“执行 R 脚本”组件

2024/08/29

本文介绍如何使用“执行 R 脚本”组件在 Azure 机器学习设计器管道中运行 R 代码。

使用 R，你可以执行现有组件不支持的任务，例如：

创建自定义数据转换
使用你自己的指标来评估预测
使用在设计器中未作为独立组件实现的算法来构建模型

R 版本支持

Azure 机器学习设计器使用 R 的 CRAN（综合 R 存档网络）分发。当前使用的版本为 CRAN 3.5.1。

支持的 R 包

R 环境预装有 100 多个包。有关完整列表，请参阅预安装的 R 包部分。

你还可以将以下代码添加到任何“执行 R 脚本”组件，以查看已安装的包。

azureml_main <- function(dataframe1, dataframe2){
  print("R script run.")
  dataframe1 <- data.frame(installed.packages())
  return(list(dataset1=dataframe1, dataset2=dataframe2))
}

备注

如果你的管道包含需要不在预安装列表中的包的多个“执行 R 脚本”组件，请在每个组件中安装这些包。

安装 R 程序包

若要安装其他 R 包，请使用 install.packages() 方法。将为每个“执行 R 脚本”组件安装包。这些包不会在其他“执行 R 脚本”组件之间共享。

备注

建议不要从脚本包安装 R 包。建议直接在脚本编辑器中安装包。在安装包时，请指定 CRAN 存储库，例如 install.packages("zoo",repos = "https://cloud.r-project.org")。

警告

“执行 R 脚本”组件不支持安装需要本机编译的包，比如需要 Java 的 qdap 包和需要 C++ 的 drc 包。这是因为该组件是在具有非管理员权限的预安装环境中执行的。请勿安装在 Windows 上预先构建/针对 Windows 预先构建的包，因为设计器组件在 Ubuntu 上运行。若要检查一个包是否是在 windows 上预建的包，可以转到 CRAN 并搜索该包，根据 OS 下载一个二进制文件，然后检查 DESCRIPTION 文件中的“Built:”部分。下面是一个示例：

此示例演示如何安装 Zoo：

# R version: 3.5.1
# The script MUST contain a function named azureml_main,
# which is the entry point for this component.

# Note that functions dependent on the X11 library,
# such as "View," are not supported because the X11 library
# is not preinstalled.

# The entry point function MUST have two input arguments.
# If the input port is not connected, the corresponding
# dataframe argument will be null.

+ + + +

== 问题与任务 ==
- 1) 请改写下方列表中的若干行，范围从含有“Target: concrete walkway”的一行起，至含有“[[[764,382],[766,261],[689,241],[574,508],[766,510]]]”的一行止（两行均包括在内）。将其中的“concrete walkway”替换为“paved walkway”，其余内容一律保持不变。
- 2) 请从上文关于“执行 R 脚本”组件的说明结束处接续撰写。

+ + + +

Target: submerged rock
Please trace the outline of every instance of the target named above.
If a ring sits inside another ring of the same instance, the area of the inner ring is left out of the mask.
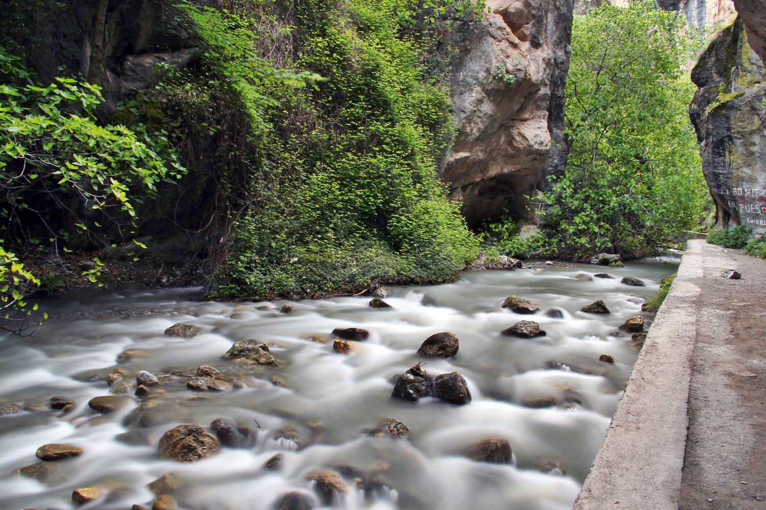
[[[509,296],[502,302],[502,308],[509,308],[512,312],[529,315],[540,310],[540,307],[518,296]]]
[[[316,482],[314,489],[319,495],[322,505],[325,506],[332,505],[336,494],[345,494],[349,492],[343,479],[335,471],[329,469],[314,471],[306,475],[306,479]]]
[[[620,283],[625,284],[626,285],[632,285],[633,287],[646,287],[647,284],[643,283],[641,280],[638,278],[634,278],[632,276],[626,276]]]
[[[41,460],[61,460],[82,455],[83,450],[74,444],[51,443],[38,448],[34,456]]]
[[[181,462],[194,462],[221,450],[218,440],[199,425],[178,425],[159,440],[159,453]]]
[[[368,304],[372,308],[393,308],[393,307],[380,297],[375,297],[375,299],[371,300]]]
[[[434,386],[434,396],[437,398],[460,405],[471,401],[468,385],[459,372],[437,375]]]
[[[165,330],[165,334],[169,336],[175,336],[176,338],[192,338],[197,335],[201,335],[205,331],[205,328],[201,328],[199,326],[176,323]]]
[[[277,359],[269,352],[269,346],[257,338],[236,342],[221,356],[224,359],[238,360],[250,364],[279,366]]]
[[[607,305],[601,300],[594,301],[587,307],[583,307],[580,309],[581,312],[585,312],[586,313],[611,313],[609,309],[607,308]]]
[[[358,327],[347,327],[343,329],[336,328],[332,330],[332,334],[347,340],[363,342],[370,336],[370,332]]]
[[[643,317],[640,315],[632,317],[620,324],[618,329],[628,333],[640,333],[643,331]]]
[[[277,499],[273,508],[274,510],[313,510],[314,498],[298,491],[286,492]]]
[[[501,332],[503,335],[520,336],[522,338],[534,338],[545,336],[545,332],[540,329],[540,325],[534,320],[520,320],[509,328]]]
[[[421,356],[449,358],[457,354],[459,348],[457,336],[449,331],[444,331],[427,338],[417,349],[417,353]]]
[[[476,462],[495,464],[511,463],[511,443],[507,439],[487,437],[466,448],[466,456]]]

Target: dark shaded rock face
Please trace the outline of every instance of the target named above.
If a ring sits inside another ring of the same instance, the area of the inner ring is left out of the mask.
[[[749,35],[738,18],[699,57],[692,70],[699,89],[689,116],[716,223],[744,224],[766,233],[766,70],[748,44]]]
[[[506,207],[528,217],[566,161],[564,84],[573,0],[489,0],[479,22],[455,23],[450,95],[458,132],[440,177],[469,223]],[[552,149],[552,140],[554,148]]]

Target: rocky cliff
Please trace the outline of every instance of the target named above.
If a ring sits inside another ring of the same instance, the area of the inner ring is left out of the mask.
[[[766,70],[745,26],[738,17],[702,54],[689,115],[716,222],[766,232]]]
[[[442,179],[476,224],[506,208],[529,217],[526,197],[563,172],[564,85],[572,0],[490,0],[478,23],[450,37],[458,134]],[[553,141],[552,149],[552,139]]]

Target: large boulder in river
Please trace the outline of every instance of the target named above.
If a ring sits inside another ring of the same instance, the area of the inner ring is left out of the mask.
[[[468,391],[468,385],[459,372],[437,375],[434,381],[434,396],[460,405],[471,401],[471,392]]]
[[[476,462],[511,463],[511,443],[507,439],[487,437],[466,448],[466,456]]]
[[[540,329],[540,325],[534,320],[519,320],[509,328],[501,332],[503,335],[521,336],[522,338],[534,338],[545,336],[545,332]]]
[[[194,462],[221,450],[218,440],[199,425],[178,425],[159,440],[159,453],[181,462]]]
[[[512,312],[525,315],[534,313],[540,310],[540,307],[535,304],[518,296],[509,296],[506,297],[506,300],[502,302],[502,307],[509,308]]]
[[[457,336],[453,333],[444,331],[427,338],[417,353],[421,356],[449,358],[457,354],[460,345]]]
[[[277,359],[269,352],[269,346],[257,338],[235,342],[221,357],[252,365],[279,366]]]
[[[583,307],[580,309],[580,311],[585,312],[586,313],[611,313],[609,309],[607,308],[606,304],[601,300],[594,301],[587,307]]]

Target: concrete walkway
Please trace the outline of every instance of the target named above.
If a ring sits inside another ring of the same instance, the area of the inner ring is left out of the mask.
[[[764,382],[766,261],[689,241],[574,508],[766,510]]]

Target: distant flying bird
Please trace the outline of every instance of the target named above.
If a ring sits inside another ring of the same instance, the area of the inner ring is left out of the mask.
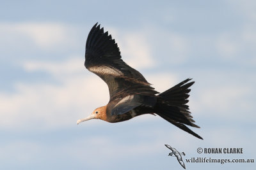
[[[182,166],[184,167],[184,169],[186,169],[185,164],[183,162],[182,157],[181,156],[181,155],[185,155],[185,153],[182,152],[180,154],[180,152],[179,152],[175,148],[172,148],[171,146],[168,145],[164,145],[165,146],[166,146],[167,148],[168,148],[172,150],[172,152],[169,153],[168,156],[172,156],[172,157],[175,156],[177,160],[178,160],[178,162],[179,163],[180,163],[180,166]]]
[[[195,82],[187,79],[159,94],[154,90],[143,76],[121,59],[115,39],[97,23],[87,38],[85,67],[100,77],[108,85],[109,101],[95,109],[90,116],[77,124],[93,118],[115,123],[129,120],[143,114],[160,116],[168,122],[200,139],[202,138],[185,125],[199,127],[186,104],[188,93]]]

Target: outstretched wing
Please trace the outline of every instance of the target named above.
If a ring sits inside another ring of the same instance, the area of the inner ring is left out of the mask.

+ + + +

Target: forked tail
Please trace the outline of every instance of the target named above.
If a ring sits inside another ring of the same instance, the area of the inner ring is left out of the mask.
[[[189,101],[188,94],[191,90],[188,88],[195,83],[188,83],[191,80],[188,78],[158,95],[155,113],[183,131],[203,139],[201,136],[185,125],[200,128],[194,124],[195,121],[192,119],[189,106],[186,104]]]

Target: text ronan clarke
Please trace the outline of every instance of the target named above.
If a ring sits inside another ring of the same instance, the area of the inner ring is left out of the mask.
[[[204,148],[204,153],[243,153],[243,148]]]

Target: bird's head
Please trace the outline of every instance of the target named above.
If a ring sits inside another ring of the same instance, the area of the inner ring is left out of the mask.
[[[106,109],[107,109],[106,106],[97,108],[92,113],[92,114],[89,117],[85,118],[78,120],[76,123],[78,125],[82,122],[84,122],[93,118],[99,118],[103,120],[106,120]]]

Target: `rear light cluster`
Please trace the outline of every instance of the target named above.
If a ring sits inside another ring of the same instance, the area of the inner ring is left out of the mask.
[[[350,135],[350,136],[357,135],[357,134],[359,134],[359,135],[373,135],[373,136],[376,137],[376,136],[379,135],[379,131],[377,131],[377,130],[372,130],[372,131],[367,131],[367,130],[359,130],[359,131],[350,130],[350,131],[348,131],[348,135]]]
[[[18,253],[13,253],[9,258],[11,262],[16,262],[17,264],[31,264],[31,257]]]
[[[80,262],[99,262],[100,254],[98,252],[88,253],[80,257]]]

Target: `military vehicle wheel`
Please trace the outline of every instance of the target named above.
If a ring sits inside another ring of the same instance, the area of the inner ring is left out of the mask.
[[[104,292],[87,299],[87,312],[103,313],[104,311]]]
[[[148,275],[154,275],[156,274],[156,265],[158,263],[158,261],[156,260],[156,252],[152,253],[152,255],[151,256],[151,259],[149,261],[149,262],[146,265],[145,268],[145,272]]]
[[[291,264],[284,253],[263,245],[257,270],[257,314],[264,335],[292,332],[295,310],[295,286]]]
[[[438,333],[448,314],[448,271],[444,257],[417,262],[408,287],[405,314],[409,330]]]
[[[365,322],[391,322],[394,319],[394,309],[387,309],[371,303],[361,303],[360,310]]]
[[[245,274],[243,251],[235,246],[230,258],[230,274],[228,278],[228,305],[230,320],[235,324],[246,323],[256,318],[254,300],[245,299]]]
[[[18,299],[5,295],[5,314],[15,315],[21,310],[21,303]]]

+ + + +

== 参考答案 ==
- 1)
Target: paved walkway
Please trace the outline of every instance of the target named above.
If a ring sits inside another ring of the same instance, the area of the inner ring is left out of the mask.
[[[764,382],[766,261],[689,241],[574,508],[766,510]]]

- 2)
#   Param<dataframe1>: a R DataFrame
#   Param<dataframe2>: a R DataFrame
azureml_main <- function(dataframe1, dataframe2){
  print("R script run.")
  
  if(!require(zoo)) install.packages("zoo",repos = "https://cloud.r-project.org")
  library(zoo)
  # Return datasets as a Named List
  return(list(dataset1=dataframe1, dataset2=dataframe2))
}

备注

安装包之前，请检查它是否已经存在，以避免重复安装。重复安装可能会导致 Web 服务请求超时。

访问已注册的数据集

可以参阅以下示例代码，在工作区中访问已注册的数据集：

azureml_main <- function(dataframe1, dataframe2){
  print("R script run.")
  run = get_current_run()
  ws = run$experiment$workspace
  dataset = azureml$core$dataset$Dataset$get_by_name(ws, "YOUR DATASET NAME")
  dataframe2 <- dataset$to_pandas_dataframe()
  # Return datasets as a Named List
  return(list(dataset1=dataframe1, dataset2=dataframe2))
}

如何配置“执行 R 脚本”

“执行 R 脚本”组件包含示例代码作为起点。

Diagram of inputs for an R component

使用此组件加载时，存储在设计器中的数据集会自动转换为 R 数据帧。

将“执行 R 脚本”组件添加到管道中。
连接该脚本需要的任何输入。输入是可选的，可以包含数据和其他 R 代码。
- Dataset1：引用第一个输入作为 dataframe1。输入数据集必须是 CSV、TSV 或 ARFF 格式的文件。或者可以连接 Azure 机器学习数据集。
- Dataset2：引用第二个输入作为 dataframe2。此数据集也必须是 CSV、TSV、ARFF 格式的文件，或者是 Azure 机器学习数据集。
- 脚本包：第三个输入接受 .zip 文件。压缩文件可以包含多个文件和多种文件类型。
在“R 脚本”文本框中，键入或粘贴有效的 R 脚本。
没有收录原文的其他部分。